- Set tasks
a – Please copy the stretch of the Bierce essay from "In a small cabin" through "truly be answered?", swapping "coroner" for "magistrate".
b – Decide whether each statement agrees with the Bierce essay, and back each yes or no with the deciding words quoted from it: (i) the inquest jury is made up of six men; (ii) Harker files his account as fact; (iii) Bierce disappeared in Mexico in 1913.

Ambrose Bierce was a writer whose acid-tongued societal critiques and gift for crafting scenes of the unnerving feel like a lightning rod for literature to come. Not just in prominent works like The Devil’s Dictionary and “Occurrence at Owl Creek Bridge,” but in his unique voice and deadpan humor, attributes that made him a persistent figure in American culture long after his disappearance somewhere in Mexico in 1913. “The Damned Thing,” one of his best works of horror, pits three intellectuals against an invisible monster in a style that’s been emulated everywhere from the works of H.P. Lovecraft to the movie Predator. Bierce’s unnerving creature, intelligent protagonists in search of dangerous knowledge, and deliberate subversion of rural horror clichés rewrote the rules that insisted horror could be defeated by understanding and defining the unknown, in the process setting the stage for cosmic horror and more refined strains of Appalachian gothic in one single burst.
In a small cabin in the woods, a jury of six men meets with a coroner over a mysterious death. The subject of the inquest, a local man named Hugh Morgan, has died under unknown and violent circumstances. The only witness of his death is a writer named William Harker, whose story is too strange to be believed. Confusing the issue further is Morgan’s journal, which details his studies into a horrifying invisible beast known only to him as the Damned Thing. As the details of Morgan’s gruesome end are revealed, it falls to the coroner to answer the question: should the questions around Hugh Morgan’s demise truly be answered?
If Fitz-James O’Brien’s aim in “What Was It?” was to show that knowledge could take all the scares and fascination out of a supernatural experience, Bierce directly challenges his assumption. The cast of “The Damned Thing” are very well-versed and learned in their chosen disciplines, but even with all their collective knowledge, they are unable to do more than provide an annoyance to the titular Damned Thing. By the end, the closest we come to defining or understanding the entity (in a manner Lovecraft would echo) is the vague knowledge that it’s an animalistic monster that exists in some color impossible for the normal visual spectrum to perceive. The person who’s studied it the most thoroughly, Hugh Morgan, is unfortunately its most recent victim. Harker, the journalist studying him, knows Morgan saw something terrifying but is smart enough to realize his story won’t be believed and files his account as fiction. The coroner is smart enough to understand that it’s better if they chalk up Morgan’s death to a mountain lion mauling and put the whole thing to rest. All three are portrayed as rational, intelligent people who are able to process the facts before them, even as some elements remain unknowable.
In an interesting inversion of the usual pattern, the more rural protagonists are also much smarter than the urban narrator. A lot of rural horror (a notable exception being Manly Wade Wellman’s American folktales) involves an urban narrator playing audience surrogate with the more “rustic” characters being, well, “earthy” and “superstitious” and other adjectives that are basically euphemisms for “weird hicks.” Both Morgan and the unnamed coroner demonstrate the reverse—the coroner is suspicious of Harker the entire way through, refusing to give Harker the journal where Morgan recorded his final thoughts on the Damned Thing because he knows how dangerous it would be in the hands of the naïve writer, and Morgan himself understands nature far better than the average rural protagonist. In Morgan’s diary, not only does he opine on natural philosophy, but reveals that he lured Harker out to his property just to get the young journalist to confirm that the Damned Thing exists. Harker, while self-serving and less grounded, at least demonstrates basic self-preservation. All three exhibit an intelligence and understanding that’s usually left out of horror stories for fear of undercutting the feeling of overwhelming dread or terror that’s outside any context.

- Data
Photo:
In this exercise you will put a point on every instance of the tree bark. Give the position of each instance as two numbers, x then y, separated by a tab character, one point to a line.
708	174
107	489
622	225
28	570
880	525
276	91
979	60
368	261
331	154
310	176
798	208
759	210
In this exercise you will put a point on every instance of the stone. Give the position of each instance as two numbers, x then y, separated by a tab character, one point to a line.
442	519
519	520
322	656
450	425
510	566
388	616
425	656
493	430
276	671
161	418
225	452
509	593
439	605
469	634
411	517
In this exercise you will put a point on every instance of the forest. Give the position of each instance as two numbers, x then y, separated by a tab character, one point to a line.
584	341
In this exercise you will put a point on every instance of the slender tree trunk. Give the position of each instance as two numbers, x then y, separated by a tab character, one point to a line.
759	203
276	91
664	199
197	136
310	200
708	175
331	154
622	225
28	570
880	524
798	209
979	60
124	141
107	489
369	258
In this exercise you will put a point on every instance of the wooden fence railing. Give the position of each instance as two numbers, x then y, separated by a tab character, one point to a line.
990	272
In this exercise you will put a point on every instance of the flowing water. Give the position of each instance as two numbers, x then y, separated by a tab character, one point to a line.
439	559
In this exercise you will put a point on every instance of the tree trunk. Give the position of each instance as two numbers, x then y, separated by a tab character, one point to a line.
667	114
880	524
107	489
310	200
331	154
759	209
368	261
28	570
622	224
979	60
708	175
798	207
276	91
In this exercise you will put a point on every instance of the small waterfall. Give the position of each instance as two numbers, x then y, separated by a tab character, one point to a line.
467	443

- Expected outputs
a –
In a small cabin in the woods, a jury of six men meets with a magistrate over a mysterious death. The subject of the inquest, a local man named Hugh Morgan, has died under unknown and violent circumstances. The only witness of his death is a writer named William Harker, whose story is too strange to be believed. Confusing the issue further is Morgan’s journal, which details his studies into a horrifying invisible beast known only to him as the Damned Thing. As the details of Morgan’s gruesome end are revealed, it falls to the magistrate to answer the question: should the questions around Hugh Morgan’s demise truly be answered?

b –
(i) Yes: "a jury of six men meets with a coroner over a mysterious death"
(ii) No: "files his account as fiction"
(iii) Yes: "his disappearance somewhere in Mexico in 1913"